• [Bloque de texto]:
....................
Por Sylvia Colombo (*)
Desde la fría tarde del 12 de noviembre, cuando la senadora opositora Jeanine Áñez se autoproclamó presidenta interina de Bolivia, tras la renuncia de Evo
Morales dos días antes, ya era posible ver que no era la solución al dilema democrático de Bolivia.
Ese día, la polarización hervía en la principal plaza de La Paz y el ejército custodiaba las calles. En medio de la confusión, algunos de los periodistas
que estábamos ahí buscamos entrar al Palacio Quemado, la sede del gobierno boliviano, a través de una estrecha puerta para verla.
Áñez caminaba con confianza y llevaba en sus manos un gran libro. Rodeada por militares, entró al edificio y gritó: “La Biblia vuelve al Palacio”.
Sus partidarios acallaban las voces de quienes le gritaban “golpista” y clamaban: “Gloria a Dios”, “bendita sea usted, presidenta”, “¡que se joda la Pachamama!”. Esa imagen
—y la forzada interpretación constitucional que le permitió llegar al poder— presentaba señales preocupantes. Aún así, la comunidad internacional y un amplio sector del país
la aceptó: era una solución temporal para la profunda y violenta crisis en Bolivia después de que Morales se negó a salir del poder cuando tenía que hacerlo.
Áñez prometió que su interinato sería una transición breve para organizar elecciones libres y transparentes y después irse. Pero, al igual que
Evo —quien prolongó su gobierno a través de mecanismos cuestionables o antidemocráticos—, Áñez ha mostrado ser una figura sedienta de poder que busca permanecer en la presidencia
más allá de lo acordado y usa métodos peligrosos para la institucionalidad del país.
Al anunciar el 24 de enero su candidatura a la presidencia en las elecciones del 3 de mayo, no solo rompió una promesa sino que le quitó a su gobierno interino el mejor
argumento para convencer a los escépticos de que la salida de Evo Morales de la presidencia en noviembre no fue un golpe de Estado. Bolivia vive un drama en desarrollo y no puede permitirse a otra figura que se niegue
a salir de la escena.
Evo Morales reaccionó a la postulación de Áñez desde Buenos Aires repitiendo que su salida de la presidencia fue un acto golpista de la derecha boliviana.
Aunque el expresidente está fuera del país, sigue presente en la arena política a través de Luis Arce, su exministro de Economía y candidato de su partido, el Movimiento al Socialismo (MAS).
Esta presencia de Morales y la candidatura de Áñez intensifican la polarización y, de paso, ponen en riesgo la credibilidad de las elecciones, que deben ser justas y transparentes.
La legitimidad de Áñez estuvo en duda desde el principio. Su proclamación no respetó la constitución: la presidenta interina decidió ignorar
la necesidad de que el congreso aprobara la renuncia de Morales. La mayoría de los bolivianos lo aceptaron para pacificar el país.
Es por ello que si Áñez quiere ayudar a solucionar una crisis que aún no se apacigua y que podría tener consecuencias catastróficas para la democracia
de su país debe hacer lo que Evo no hizo: reconocer que su contribución es limitada y termina al elegirse un nuevo presidente.
....................
• [Tareas a realizar]:
[1] Reescribe como lista el párrafo del artículo sobre Bolivia que empieza con "Al anunciar el 24 de enero" y conserva sus datos principales.
[2] Enumera todas las personas que el artículo sobre Bolivia menciona con nombre y apellido.
[3] Indica si cada afirmación concuerda con el artículo sobre Bolivia y cita las palabras que lo deciden: (a) Áñez anunció su candidatura el 24 de enero. (b) Evo Morales reaccionó a la postulación de Áñez desde La Paz. (c) Luis Arce fue ministro de Educación de Morales.
....................
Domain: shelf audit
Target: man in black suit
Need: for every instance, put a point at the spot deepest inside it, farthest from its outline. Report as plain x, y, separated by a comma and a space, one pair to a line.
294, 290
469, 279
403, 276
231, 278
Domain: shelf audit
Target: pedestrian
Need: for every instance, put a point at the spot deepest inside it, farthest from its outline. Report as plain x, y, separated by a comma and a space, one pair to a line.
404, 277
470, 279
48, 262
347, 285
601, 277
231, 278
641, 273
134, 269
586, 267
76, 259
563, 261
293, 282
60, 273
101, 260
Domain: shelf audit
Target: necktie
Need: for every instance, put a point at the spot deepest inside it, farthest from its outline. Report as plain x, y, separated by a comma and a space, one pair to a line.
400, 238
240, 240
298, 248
....................
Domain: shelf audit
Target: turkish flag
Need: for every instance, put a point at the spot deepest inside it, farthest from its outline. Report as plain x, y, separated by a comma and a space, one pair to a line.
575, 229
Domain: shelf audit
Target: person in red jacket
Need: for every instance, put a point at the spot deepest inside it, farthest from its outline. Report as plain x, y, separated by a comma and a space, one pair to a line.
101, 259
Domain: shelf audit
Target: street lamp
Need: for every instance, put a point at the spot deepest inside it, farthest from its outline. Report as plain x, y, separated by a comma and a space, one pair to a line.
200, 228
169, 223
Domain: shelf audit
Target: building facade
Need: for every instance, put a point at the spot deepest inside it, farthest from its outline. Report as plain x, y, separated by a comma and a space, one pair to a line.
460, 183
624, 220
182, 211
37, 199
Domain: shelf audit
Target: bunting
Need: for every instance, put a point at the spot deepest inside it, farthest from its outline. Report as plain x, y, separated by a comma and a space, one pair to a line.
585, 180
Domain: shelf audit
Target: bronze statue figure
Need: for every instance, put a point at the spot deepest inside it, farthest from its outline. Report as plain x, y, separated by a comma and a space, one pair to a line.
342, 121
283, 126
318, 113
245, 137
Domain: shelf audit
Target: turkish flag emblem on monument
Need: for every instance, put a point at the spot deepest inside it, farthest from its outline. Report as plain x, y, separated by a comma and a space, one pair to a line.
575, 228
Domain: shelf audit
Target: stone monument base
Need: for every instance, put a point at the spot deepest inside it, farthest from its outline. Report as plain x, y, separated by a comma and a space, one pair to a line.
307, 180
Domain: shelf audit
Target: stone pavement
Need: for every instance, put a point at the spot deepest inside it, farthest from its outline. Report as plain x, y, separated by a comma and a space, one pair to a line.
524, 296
....................
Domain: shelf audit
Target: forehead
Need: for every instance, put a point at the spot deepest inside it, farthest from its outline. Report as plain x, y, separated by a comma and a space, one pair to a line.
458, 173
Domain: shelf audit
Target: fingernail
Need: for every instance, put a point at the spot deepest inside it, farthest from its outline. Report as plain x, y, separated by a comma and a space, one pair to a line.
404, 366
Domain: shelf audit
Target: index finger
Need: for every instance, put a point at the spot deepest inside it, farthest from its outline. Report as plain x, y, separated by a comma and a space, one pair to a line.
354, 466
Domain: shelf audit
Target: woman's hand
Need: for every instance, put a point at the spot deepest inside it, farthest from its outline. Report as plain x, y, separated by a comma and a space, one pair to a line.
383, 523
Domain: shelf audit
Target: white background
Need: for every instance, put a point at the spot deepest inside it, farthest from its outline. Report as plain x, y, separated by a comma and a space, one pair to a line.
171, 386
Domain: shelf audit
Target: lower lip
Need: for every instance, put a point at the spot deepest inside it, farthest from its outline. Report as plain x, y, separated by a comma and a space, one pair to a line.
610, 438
....................
• [Resultados por tarea]:
[1]
- El 24 de enero, Áñez anunció su candidatura a la presidencia en las elecciones del 3 de mayo.
- Con ese anuncio rompió una promesa.
- Además, le quitó a su gobierno interino el mejor argumento para convencer a los escépticos de que la salida de Evo Morales de la presidencia en noviembre no fue un golpe de Estado.
- Bolivia vive un drama en desarrollo y no puede permitirse otra figura que se niegue a salir de la escena.

[2]
- Sylvia Colombo
- Jeanine Áñez
- Evo Morales
- Luis Arce

[3]
(a) Sí: "Al anunciar el 24 de enero su candidatura a la presidencia".
(b) No: "Evo Morales reaccionó a la postulación de Áñez desde Buenos Aires".
(c) No: "su exministro de Economía".